**선택한 본문**
================================

End-to-End Object Detection with Transformers (DETR 논문 리뷰)

728x90

[논문 링크]

https://arxiv.org/pdf/2005.12872

이번 논문은 DETR 논문이다. 앞서 CoOp에서 언급했듯이, 여기선 "Learnable Query"를 활용한 아이디어를 소개하고 있다. 랩실 인턴을 할 때, 사수님께서 Abstract / Introduction을 잘 작성한 논문 + 연구에 흥미를 가질 수 있게, 장점이 잘 돋보이도록 작성한 논문이므로 다시 읽어보면서 추후 논문 쓸 때 참고해볼만큼 좋은 논문이라고 하셔서 조금 더 집중해서 보게 되었다. 실제로 이 분야에 대해서 지식이 충분하지 않음에도 읽고 이해하는 데에는 큰 문제가 없었던 것 같다. 더 깊게 이해하는 데에는 어려웠겠지만 어떤 아이디어, 어떤 방법론인지 이해하는 데에는 충분한 정도?

키워드는 다음과 같으며 가볍게 참고만 하자.

Keyword : DETR architecture, Hungarian Matching, Overall Training Loss, Learnable Object Query

그리고 논문 읽기에 앞서서 의미를 알아두면 좋은 것들도 가볍게 소개하고 시작하겠다.

bipartite matching
- N개의 object 예측
- permutation을 진행하면서 적절한 object와 matching
- matching 후의 loss를 hungarian loss로 계산
  - Hungarian loss는 optimal assignment (GT와 prediction을 잘 matching한 순서) 이 후에, GT와 prediction의 loss
permutation-invariant
- sequence의 순서가 바뀌어 들어가도 괜찮다.
Learnable Query
- CoOp / CLIP
- query를 배운다는 게 무엇인가?에 집중해서 읽어보기

Abstract

Object detection을 direct set prediction problem으로 간주
prior knowledge를 사용하지 않기 때문에, detection pipeline 간소화
- NMS / anchor generation
DEtection TRansformer (DETR)을 제시
- Partite matching + Transformer encoder-decoder architecture
object query는 고정하고 object간의 relation & prediction을 병렬로 추론 가능
segmentation에도 generalization 가능

1. Introduction

Object detection = bounding box + category label의 set을 predict

즉, bounding box를 찾고 해당 bounding box가 어떤 category인지 찾는 것.

================================

**주어진 자료**
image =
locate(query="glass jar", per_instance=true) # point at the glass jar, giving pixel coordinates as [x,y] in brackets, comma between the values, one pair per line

================================

**과제**
1. 본문을 보고 다음 물음에 답하세요.
(a) "Learnable Query" 항목 아래에 함께 적힌 두 이름은 무엇입니까?
(b) "permutation-invariant"는 어떤 뜻으로 설명되어 있습니까?
(c) Abstract에서 detection pipeline 간소화와 관련해 든 두 가지는 무엇입니까?
2. 본문의 "Keyword" 줄에 나열된 키워드를 모두 적으세요.
3. 본문에서 "https://arxiv.org/pdf/2005.12872"부터 "가볍게 참고만 하자."까지를 한 글자도 바꾸지 말고 인용하세요.

**정답**
1.
(a) CoOp, CLIP
(b) sequence의 순서가 바뀌어 들어가도 괜찮다는 뜻이다.
(c) NMS, anchor generation

2.
DETR architecture
Hungarian Matching
Overall Training Loss
Learnable Object Query

3.
https://arxiv.org/pdf/2005.12872

이번 논문은 DETR 논문이다. 앞서 CoOp에서 언급했듯이, 여기선 "Learnable Query"를 활용한 아이디어를 소개하고 있다. 랩실 인턴을 할 때, 사수님께서 Abstract / Introduction을 잘 작성한 논문 + 연구에 흥미를 가질 수 있게, 장점이 잘 돋보이도록 작성한 논문이므로 다시 읽어보면서 추후 논문 쓸 때 참고해볼만큼 좋은 논문이라고 하셔서 조금 더 집중해서 보게 되었다. 실제로 이 분야에 대해서 지식이 충분하지 않음에도 읽고 이해하는 데에는 큰 문제가 없었던 것 같다. 더 깊게 이해하는 데에는 어려웠겠지만 어떤 아이디어, 어떤 방법론인지 이해하는 데에는 충분한 정도?

키워드는 다음과 같으며 가볍게 참고만 하자.